Justice Thomas Targets Sullivan

(McKee v. Cosby, Jr., Feb. 19, 2019, concurring opinion re denial of cert.). Here are a few excerpts from that opinion:

  • "New York Times [v. Sullivan] and the Court's decisions extending it were policy-driven decisions masquerading as constitutional law."
  • "We did not begin meddling in this area until 1964, nearly 175 years after the First Amendment was ratified. The States are perfectly capable of striking an acceptable balance between encouraging robust public discourse and providing a meaningful remedy for reputational harm. We should reconsider our jurisprudence in this area."
  • "If the Constitution does not require public figures to satisfy an actual-malice standard in state-law defamation suits, then neither should we."

→ FAN & First Amendment Watch plan to host an online symposium on Justice Thomas' McKee v. Cosby concurrence. Stay tuned!

Floyd Abrams Weighs In

"New York Times v. Sullivan is the single most important First Amendment case ever decided by the Supreme Court. While it relates to libel law, its protective scope is far broader than that and helps to assure that freedom of speech and press are protected in this country to a greater degree than anywhere else in the world. On one level, it is ironic that Justice Thomas, who believes that purely commercial speech and street signs on highways should receive equal protection with political speech, should seek the reversal of a case that provides particular assurance that speech about matters of public import should receive particular protection. More significantly, though, the case is not just a legal landmark; more than any other, it is an articulator of and defender of American democracy. There is no basis for reversing it and, fortunately, there seems little basis that the Supreme Court would consider doing so." (Source: Law360)

SUPPLIED MATERIAL.
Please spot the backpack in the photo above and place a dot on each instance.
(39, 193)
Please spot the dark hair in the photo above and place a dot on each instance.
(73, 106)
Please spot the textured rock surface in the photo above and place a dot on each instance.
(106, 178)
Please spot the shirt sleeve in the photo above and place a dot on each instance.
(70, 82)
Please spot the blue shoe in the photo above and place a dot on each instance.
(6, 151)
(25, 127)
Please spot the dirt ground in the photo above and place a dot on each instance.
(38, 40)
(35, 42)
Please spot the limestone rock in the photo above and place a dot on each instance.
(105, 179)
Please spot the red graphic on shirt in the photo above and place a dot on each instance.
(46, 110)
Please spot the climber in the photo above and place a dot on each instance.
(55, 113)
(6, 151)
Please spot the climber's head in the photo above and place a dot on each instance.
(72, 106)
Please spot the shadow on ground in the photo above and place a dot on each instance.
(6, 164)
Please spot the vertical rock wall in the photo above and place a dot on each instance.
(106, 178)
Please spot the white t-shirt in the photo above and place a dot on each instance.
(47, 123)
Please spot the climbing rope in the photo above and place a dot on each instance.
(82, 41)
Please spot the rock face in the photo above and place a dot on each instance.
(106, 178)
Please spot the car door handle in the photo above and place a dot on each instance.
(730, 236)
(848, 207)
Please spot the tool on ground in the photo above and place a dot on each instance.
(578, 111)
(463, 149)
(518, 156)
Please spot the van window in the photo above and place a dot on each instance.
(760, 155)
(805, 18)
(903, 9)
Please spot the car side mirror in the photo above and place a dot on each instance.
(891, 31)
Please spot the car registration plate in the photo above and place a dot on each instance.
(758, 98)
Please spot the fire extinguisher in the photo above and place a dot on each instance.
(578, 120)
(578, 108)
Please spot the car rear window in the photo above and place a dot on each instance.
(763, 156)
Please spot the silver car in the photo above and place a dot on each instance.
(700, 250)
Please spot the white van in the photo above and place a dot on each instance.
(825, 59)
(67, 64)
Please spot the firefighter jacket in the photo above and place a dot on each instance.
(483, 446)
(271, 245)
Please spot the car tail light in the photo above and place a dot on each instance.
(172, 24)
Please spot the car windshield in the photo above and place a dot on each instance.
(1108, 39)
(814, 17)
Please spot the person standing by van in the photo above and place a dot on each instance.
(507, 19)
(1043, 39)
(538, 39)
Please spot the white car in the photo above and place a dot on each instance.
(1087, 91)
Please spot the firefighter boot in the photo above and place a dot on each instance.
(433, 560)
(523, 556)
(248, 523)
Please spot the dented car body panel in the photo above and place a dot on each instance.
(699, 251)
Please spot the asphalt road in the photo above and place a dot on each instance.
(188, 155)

STATED EXERCISE.
Write a continuation of the text on Justice Thomas and New York Times v. Sullivan, picking up after its final sentence. The records are separate material with no connection to the text on Justice Thomas and New York Times v. Sullivan.

RESULT OF THIS EXERCISE.
News & Commentary

Within hours after Justice Clarence Thomas issued his McKee concurrence, news of it was being reported and commented on nearly everywhere:

President Trump on Libel Laws

Justice Scalia on Sullivan

  • Marvin Kalb interviews Ruth Bader Ginsberg & Antonin Scalia (National Press Club, April 17, 2014) (YouTube here):

Re: NYT v. Sullivan: Scalia: “I don’t recall whether it was unanimous; I’m not sure it was. [At this point Mr. Kalb interjected: “It was; it was 9 nothing.”] Even so, it was wrong. The issue is not whether it’s a good idea to let . . . anybody [Justice Scalia paused here and began his sentence anew] What New York Times v. Sullivan holds is that if you are a public figure — and it’s been a matter of some doubt what it takes to become a public figure, but it's certainly any politician is a public figure — if you are a public figure, you cannot sue somebody for libel unless you can prove, effectively, that the person knew it was a lie. So long as he heard from somebody, you know, it makes it very difficult for a public figure to win a libel suit. I think George Washington, I think Thomas Jefferson, I think the Framers would have been appalled at the notion that they could be libeled with impunity. And when the Supreme Court came out with that decision, it was revising the Constitution. Now, it may be a very good idea to set up a system that way, and New York State [Alabama] could have revised its libel laws by popular vote to say that if you libel a public figure, it’s okay unless it’s malicious. But New York State [Alabama] didn’t do that. It was nine lawyers who decided that is what the Constitution ought to mean, even though it had never meant that. And that’s essentially the difference between Ruth and me concerning a ‘living constitution.’ She thinks that’s all right and I don’t think it’s all right.”

See also: Geoffrey Stone, Justice Scalia, Originalism and the First Amendment, Huffington Post (Oct. 13, 2011)

→ Abby Rogers, Justice Scalia 'Abhors' The Supreme Court's 1964 Ruling On Libel, Business Insider (Dec. 4, 2012)

Chief Justice Roberts: "aggressive defender of the First Amendment"

→ As reported by Tony Mauro in the National Law Journal (Feb. 13, 2019).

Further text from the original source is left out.